*** Excerpt ***

A further eight people were seriously injured on Friday after being struck by lightning at a rock festival in western Germany on Friday night, the festival organiser said.
   
"The emergency services said that at least 42 festival-goers were taken to hospitals in the region. Eight of them were seriously injured," said a statement on the website of the Rock am Ring festival, which is held in the town of Mendig, near Koblenz.
 
Last week's floods were so powerful that water swept away the entire stock of a sawmill in the German town of Simbach am Inn, leaving huge stacks of splintered wood blocking the streets of the devastated town.
   
On one street, passers-by were greeted by the surreal sight of a car parked vertically against the wall of a house, pushed there by the floodwaters. Many other vehicles lay flipped over in roads blanketed by mud.
   
The dead in Simbach include three women from the same family -- a mother, grandmother and daughter -- who had been trapped in their house.

***

Problems and tasks —
1: Answer these questions using the news report on storms in Germany:
(a) In which town is the Rock am Ring festival held?
(b) What did the floods sweep away from a sawmill in Simbach am Inn?
(c) How many festival-goers were taken to hospitals in the region, according to the emergency services?
2: Write a short continuation of the news report on storms in Germany, starting after its final sentence.
The material here comes from a different source than the news report.

*** Data to examine ***

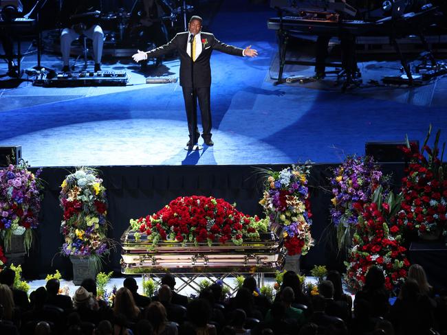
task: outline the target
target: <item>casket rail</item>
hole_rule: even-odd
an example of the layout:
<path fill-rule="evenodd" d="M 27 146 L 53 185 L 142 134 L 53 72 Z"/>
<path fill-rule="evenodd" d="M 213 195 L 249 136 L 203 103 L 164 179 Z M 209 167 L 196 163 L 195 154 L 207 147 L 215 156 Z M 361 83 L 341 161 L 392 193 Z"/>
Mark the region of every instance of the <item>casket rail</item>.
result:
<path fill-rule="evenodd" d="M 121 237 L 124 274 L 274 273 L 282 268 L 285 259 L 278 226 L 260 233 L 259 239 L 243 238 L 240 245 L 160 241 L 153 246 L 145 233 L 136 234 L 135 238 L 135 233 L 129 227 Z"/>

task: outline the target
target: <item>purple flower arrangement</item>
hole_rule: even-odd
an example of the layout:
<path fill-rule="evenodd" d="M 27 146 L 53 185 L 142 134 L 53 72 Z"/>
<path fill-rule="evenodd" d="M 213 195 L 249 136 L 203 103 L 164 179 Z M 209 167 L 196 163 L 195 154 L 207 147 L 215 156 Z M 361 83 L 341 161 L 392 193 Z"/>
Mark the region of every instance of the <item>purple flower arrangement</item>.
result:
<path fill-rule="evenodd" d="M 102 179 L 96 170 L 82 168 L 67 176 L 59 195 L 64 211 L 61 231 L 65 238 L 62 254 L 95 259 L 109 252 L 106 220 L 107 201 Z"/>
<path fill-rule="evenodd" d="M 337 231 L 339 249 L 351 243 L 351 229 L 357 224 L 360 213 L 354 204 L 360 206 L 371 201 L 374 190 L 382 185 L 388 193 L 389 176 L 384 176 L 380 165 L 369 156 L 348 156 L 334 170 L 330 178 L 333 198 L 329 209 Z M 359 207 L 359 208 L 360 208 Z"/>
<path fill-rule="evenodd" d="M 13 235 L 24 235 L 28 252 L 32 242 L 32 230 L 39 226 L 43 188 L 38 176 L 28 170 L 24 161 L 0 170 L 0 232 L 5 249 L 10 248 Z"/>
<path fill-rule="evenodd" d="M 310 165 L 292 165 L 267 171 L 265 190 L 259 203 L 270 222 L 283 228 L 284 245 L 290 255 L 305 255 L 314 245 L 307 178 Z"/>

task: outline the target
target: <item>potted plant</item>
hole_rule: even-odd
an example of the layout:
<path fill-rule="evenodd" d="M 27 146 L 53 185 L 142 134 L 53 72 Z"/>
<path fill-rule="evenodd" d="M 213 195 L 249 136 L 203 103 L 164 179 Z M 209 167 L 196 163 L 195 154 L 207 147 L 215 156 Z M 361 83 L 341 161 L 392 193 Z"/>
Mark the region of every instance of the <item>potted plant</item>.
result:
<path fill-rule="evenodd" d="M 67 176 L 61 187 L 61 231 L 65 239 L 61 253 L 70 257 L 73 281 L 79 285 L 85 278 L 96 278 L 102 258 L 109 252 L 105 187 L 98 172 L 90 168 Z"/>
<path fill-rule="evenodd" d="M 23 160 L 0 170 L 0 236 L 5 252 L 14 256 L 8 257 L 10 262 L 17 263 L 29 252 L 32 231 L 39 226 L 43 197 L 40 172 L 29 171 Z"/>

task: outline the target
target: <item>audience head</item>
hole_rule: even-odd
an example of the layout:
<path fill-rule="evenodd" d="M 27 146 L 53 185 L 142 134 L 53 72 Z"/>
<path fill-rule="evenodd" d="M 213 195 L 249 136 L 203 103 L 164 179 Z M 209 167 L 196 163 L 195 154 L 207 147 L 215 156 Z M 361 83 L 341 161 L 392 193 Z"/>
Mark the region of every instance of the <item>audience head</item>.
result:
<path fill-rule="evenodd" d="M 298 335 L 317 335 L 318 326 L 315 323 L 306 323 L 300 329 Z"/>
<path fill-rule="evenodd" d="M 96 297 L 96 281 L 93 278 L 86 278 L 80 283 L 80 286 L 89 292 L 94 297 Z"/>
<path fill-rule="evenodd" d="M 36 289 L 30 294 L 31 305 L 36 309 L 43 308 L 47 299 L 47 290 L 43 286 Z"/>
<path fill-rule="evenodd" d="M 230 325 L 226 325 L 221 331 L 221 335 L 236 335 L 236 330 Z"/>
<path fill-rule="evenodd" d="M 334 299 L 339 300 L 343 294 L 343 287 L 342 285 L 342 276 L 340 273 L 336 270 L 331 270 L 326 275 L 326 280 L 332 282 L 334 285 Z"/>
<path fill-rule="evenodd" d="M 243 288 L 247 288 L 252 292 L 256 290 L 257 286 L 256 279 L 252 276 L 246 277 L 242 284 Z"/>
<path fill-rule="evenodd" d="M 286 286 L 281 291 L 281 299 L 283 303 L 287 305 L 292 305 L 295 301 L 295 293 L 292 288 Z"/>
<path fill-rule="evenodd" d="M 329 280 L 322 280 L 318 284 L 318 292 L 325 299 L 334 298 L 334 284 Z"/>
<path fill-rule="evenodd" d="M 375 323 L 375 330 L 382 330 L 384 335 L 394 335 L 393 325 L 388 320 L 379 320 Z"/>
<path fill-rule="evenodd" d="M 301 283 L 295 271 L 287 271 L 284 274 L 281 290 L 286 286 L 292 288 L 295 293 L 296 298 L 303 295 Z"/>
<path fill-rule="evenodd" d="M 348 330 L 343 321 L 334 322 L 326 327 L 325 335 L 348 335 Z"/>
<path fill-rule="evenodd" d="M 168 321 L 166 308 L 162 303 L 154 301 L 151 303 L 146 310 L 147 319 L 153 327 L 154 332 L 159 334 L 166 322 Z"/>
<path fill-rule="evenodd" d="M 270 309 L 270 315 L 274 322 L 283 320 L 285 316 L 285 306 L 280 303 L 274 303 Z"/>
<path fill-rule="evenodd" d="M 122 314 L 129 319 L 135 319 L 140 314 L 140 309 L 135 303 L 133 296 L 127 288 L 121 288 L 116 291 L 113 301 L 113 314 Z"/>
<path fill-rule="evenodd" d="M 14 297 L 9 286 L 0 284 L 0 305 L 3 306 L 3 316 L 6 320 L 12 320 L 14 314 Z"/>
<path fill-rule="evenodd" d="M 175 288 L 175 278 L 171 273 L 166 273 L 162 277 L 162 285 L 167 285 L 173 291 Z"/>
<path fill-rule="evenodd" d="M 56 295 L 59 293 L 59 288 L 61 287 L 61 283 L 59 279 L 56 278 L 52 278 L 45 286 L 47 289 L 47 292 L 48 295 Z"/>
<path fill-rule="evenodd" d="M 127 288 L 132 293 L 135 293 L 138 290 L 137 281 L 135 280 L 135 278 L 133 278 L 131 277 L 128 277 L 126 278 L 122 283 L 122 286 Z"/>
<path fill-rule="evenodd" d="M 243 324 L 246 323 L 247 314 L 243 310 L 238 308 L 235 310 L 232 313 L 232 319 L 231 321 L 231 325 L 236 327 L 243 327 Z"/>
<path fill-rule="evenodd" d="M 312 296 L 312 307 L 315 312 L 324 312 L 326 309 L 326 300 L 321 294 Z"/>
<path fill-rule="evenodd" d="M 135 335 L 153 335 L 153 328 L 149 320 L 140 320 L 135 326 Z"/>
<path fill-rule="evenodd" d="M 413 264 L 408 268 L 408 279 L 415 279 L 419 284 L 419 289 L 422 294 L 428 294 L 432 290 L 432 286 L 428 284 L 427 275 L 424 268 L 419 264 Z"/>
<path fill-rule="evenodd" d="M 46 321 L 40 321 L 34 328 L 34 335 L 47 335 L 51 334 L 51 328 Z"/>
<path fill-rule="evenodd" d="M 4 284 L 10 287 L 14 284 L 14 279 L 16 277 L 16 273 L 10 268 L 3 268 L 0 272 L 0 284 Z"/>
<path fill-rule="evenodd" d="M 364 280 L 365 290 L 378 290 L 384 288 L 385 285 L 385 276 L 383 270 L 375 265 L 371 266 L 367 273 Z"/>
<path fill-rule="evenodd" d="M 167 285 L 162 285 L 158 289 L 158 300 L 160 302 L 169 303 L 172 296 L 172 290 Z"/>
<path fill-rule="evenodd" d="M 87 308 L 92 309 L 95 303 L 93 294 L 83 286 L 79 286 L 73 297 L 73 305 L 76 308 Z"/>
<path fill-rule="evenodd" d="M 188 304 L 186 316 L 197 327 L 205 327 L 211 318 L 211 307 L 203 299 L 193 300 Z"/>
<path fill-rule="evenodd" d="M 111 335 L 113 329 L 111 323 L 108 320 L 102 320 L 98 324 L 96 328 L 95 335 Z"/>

***
*** Data to examine ***

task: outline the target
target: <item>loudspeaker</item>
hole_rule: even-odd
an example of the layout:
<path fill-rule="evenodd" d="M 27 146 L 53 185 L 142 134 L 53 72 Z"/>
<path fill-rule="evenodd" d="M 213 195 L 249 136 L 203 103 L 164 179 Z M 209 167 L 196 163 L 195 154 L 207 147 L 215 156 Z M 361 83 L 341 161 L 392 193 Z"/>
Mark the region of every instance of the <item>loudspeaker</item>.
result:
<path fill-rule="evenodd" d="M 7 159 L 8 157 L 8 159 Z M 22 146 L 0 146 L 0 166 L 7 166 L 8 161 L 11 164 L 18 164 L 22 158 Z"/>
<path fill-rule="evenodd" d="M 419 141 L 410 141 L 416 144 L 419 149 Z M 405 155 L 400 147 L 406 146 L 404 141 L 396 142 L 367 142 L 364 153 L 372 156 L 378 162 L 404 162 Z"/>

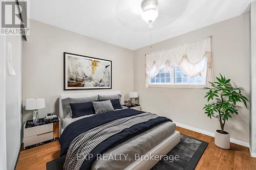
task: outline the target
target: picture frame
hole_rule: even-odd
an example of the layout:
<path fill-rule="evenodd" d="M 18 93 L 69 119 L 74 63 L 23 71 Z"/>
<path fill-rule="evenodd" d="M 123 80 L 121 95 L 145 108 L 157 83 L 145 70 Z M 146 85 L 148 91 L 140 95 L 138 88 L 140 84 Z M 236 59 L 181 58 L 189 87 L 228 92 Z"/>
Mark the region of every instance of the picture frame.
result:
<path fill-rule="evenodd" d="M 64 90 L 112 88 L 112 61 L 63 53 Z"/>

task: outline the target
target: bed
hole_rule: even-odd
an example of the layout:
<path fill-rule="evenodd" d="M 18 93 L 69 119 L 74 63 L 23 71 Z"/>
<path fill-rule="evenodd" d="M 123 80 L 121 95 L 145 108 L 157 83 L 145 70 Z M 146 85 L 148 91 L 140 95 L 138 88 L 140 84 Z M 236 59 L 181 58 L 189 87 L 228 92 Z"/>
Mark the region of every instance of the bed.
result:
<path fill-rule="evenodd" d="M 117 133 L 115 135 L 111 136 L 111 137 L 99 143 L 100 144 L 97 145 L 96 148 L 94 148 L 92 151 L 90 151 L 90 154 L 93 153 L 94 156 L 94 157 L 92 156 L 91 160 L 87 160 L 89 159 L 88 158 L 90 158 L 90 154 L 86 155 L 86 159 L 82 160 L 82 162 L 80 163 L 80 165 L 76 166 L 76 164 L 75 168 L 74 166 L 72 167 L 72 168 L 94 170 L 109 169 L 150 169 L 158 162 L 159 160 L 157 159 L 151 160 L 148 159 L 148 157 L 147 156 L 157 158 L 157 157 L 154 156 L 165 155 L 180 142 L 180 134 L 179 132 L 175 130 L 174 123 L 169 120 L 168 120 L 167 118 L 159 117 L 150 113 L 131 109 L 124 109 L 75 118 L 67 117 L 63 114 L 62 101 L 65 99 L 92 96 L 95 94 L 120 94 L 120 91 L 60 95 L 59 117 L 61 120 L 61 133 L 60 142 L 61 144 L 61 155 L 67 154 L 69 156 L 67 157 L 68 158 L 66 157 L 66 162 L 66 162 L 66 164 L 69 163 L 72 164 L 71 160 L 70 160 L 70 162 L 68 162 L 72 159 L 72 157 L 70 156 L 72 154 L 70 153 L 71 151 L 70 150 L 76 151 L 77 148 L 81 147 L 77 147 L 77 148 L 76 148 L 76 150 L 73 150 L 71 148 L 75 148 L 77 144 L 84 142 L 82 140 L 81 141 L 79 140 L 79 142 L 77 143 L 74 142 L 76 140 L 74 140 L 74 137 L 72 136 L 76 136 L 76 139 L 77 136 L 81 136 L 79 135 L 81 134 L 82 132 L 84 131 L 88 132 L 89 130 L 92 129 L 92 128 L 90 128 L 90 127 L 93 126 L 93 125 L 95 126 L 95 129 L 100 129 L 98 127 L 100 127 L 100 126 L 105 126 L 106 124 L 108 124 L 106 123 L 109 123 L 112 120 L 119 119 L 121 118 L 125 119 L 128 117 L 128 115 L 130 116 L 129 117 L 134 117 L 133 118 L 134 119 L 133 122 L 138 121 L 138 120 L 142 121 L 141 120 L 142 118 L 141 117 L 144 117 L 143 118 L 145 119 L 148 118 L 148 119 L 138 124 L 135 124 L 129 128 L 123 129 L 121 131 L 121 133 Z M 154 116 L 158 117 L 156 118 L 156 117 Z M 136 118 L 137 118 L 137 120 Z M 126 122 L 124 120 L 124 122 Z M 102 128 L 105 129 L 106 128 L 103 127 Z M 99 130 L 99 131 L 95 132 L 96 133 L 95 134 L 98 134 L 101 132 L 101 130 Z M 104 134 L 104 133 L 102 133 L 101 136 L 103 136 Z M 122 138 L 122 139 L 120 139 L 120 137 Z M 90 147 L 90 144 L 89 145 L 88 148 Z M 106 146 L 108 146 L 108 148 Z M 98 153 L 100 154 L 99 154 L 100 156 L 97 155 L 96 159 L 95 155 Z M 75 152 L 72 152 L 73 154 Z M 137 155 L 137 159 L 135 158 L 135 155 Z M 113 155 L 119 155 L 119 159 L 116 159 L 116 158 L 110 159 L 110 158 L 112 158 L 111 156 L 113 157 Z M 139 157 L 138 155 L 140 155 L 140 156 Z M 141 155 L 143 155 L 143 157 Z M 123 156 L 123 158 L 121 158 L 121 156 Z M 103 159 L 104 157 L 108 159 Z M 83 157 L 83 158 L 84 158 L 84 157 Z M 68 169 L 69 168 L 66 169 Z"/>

***
*** Data to examine ***

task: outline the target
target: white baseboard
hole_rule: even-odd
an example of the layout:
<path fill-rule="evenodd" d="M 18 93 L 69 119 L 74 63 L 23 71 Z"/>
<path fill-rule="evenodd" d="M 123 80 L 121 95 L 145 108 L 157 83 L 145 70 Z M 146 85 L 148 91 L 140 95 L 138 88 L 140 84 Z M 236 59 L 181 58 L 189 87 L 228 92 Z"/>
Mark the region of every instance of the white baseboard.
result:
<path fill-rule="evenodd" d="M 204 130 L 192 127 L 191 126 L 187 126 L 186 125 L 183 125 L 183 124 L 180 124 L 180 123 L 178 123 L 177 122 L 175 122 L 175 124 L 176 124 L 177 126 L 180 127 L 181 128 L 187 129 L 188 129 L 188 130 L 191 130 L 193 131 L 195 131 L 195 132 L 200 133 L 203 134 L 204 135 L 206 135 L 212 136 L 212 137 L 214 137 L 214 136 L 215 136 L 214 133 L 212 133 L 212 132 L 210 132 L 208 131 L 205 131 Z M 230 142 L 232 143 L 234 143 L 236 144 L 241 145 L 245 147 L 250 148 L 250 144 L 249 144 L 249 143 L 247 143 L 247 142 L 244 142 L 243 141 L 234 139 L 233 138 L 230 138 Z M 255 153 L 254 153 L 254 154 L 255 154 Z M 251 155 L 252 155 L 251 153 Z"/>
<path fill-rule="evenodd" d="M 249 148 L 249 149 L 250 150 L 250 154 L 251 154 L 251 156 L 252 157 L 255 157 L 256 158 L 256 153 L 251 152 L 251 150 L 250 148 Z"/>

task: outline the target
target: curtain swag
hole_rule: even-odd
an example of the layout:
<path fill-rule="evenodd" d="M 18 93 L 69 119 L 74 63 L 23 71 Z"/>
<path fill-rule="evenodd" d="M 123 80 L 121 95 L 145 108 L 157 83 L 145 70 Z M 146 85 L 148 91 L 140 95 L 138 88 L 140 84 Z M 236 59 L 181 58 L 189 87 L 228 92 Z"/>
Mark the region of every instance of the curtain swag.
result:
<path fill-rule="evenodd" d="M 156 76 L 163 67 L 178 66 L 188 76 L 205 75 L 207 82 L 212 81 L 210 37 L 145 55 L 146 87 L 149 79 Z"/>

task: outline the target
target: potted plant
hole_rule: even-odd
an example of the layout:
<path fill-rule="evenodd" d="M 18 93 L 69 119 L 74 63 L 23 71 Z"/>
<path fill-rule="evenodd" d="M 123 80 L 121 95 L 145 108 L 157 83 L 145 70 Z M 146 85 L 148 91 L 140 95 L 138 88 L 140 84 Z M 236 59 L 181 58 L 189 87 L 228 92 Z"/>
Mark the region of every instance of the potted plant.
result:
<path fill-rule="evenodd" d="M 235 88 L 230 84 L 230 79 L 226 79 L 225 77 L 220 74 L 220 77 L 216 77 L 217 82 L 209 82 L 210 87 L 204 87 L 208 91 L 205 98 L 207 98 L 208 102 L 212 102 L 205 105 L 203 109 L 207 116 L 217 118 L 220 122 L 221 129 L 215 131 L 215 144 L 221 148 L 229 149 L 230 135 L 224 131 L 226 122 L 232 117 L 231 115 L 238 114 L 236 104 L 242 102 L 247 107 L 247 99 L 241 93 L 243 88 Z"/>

***

Responses in order —
1:
(a) Mendig, near Koblenz.
(b) The sawmill's entire stock.
(c) At least 42.

2:
   
"The water was so quick that practically no residents had the time to run away," police spokesman Armin Angloher said.
   
Police said a man's body had also been found in a house in Simbach, while an 80-year-old woman was found dead in Julbach a few kilometres away. Her house had collapsed under the weight of the floodwaters.
   
The deaths bring the toll from the floods to eleven, including four others were killed earlier this week in the southern German region of Baden-Wuerttemberg region.
  
Several others are still missing, a police spokesman in Bavaria state told AFP.
   
"We fear the worst," he said, adding that divers have been sent to search for the victims.
   
German Chancellor Angela Merkel told a press conference: "I am crying for the people who have lost their lives in these floods. I am by the side of families who have been plunged into this devastation."
   
Schools and roads have also been flooded in Austria in recent days, though the waters have now receded.
 
But forecasters in both Germany and France were warning of more torrential downpours in the next 24 hours.
   
The severe weather began last weekend with lightning strikes which left several children in Paris and western Germany fighting for their lives.
   
In Simbach, the waters had subsided largely subsided by noon on Thursday, leaving only the town's main artery still flooded.
   
Grim-faced residents were examining the damage, trying to shovel mud out of their ruined homes.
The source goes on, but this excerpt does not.